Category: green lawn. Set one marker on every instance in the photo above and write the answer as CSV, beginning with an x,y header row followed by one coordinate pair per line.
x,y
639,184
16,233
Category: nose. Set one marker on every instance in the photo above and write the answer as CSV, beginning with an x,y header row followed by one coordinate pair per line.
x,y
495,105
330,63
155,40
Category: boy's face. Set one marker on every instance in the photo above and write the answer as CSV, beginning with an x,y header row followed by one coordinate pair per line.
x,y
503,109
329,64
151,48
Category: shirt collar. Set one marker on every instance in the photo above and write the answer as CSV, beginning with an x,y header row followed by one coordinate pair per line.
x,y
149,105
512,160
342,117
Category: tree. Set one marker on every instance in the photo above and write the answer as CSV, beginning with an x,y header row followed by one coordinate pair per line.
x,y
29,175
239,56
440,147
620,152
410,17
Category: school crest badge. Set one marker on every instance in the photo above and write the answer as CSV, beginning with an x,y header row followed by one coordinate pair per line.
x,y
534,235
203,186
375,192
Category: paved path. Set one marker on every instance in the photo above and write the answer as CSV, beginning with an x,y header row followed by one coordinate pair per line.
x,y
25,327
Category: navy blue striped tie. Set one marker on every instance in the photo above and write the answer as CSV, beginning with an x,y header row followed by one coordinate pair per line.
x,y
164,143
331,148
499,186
==================================================
Task directions: For this task, copy exactly the line with "Category: school crest" and the lines that come after it, stopping at the end of the material above.

The completed task:
Category: school crest badge. Set one marker on every instance in the photo above and write the answer as CSV, beginning with an x,y header row followed by one coordinate pair per line.
x,y
534,235
203,186
375,192
Category: paved path. Set one marker on every instance in the photo above and write the answer as CSV, beginning with an x,y header row followed by one coordinate pair per line.
x,y
25,327
Category: navy blue striped tie. Set one marker on every instance in the photo above and write the answer as CSV, beginning with an x,y header row followed by one coordinate pair per line.
x,y
164,143
331,148
499,186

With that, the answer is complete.